== Tâches à faire ==
1. Dans l'extrait sur les syndicats ci-dessous, relevez tous les nouveaux enjeux du monde du travail cités entre parenthèses.
2. Traduisez en anglais cette phrase de l'extrait sur les syndicats : « Cette fracture a conduit à la création en 1947 de Force Ouvrière (FO), qui souhaitait un syndicalisme indépendant de toute influence politique partisane. »

Un manque d’attractivité des syndicats
Les syndicats souffrent d’une image souvent négative auprès des salariés. Ils sont perçus comme trop politisés, peu réactifs aux nouveaux enjeux du monde du travail (télétravail, précarité, nouvelles formes de management) et parfois trop focalisés sur les conflits plutôt que sur la négociation. Cette perception les éloigne notamment des jeunes générations et des salariés du secteur privé.
La multiplication des syndicats en France : un paysage éclaté
Depuis l’après-guerre, le paysage syndical français s’est progressivement diversifié sous l’influence de plusieurs courants idéologiques, ce qui a conduit à un morcellement des organisations représentatives des salariés. Contrairement à d’autres pays où le syndicalisme est structuré autour de quelques grandes centrales influentes, la France se caractérise par une pluralité de syndicats aux orientations parfois divergentes, ce qui peut limiter leur efficacité collective et brouiller leur message auprès des travailleurs.
Le syndicalisme français a connu plusieurs scissions historiques liées aux tensions entre différentes doctrines politiques et sociales. Après la Seconde Guerre mondiale, la CGT (Confédération Générale du Travail), longtemps dominante, s’est divisée en raison de l’influence croissante du Parti communiste. Cette fracture a conduit à la création en 1947 de Force Ouvrière (FO), qui souhaitait un syndicalisme indépendant de toute influence politique partisane.

== Lignes de données ==
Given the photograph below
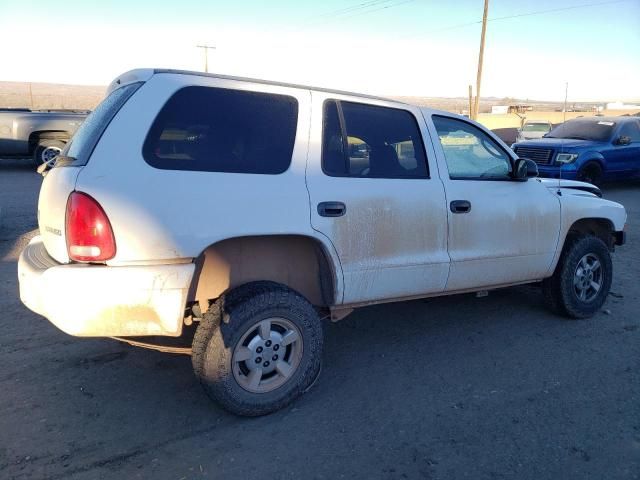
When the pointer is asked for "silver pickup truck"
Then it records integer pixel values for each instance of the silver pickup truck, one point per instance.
(40, 134)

== Réponses par tâche ==
1.
- télétravail
- précarité
- nouvelles formes de management

2. This split led to the creation in 1947 of Force Ouvrière (FO), which sought a trade unionism independent of any partisan political influence.